Given task. In the items below, find every line that contains the word "foliage" and copy each of those lines in full.

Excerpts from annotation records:
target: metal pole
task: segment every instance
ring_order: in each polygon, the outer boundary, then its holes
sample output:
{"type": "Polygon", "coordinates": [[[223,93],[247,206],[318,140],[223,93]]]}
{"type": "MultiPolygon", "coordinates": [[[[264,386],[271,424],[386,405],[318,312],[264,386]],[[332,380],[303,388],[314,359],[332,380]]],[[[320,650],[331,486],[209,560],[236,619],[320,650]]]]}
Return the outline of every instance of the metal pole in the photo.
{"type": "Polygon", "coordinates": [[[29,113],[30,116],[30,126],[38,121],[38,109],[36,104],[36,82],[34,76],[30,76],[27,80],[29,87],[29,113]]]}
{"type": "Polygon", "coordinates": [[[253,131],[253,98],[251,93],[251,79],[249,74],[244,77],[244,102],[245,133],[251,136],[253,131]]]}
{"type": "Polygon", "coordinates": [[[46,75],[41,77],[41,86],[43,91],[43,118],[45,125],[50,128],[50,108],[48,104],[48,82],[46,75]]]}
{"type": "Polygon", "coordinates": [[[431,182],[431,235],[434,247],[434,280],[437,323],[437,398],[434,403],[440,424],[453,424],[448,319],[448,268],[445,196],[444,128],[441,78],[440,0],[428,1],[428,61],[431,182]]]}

...

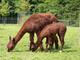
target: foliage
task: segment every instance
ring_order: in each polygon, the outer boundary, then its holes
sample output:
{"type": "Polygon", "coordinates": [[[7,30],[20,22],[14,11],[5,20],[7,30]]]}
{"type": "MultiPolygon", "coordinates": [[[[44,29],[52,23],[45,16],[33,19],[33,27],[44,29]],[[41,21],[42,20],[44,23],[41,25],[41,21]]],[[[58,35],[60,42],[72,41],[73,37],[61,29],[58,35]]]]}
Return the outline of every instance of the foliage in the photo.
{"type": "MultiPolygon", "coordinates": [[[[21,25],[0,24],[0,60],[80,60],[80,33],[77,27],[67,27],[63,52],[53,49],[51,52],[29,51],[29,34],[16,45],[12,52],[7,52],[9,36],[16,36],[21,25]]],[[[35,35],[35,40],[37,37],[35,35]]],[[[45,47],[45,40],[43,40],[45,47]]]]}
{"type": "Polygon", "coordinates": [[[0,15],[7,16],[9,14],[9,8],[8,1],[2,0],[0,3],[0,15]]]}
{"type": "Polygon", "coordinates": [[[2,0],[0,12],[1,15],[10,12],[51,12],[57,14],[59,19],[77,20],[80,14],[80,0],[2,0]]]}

...

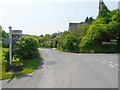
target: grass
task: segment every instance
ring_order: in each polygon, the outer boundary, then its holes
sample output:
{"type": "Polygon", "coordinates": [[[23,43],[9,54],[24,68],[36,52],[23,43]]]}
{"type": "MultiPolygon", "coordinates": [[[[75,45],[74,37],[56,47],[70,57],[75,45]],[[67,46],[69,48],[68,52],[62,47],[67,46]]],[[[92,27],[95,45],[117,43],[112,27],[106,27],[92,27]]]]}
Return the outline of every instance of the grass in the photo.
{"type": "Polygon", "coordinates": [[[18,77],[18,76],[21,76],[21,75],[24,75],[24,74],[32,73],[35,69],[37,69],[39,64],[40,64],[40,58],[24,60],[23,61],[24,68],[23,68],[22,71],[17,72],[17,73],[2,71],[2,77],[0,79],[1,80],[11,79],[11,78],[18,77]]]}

Solution for this problem.
target: foliage
Return the outline of every instance of the foliage in the photo.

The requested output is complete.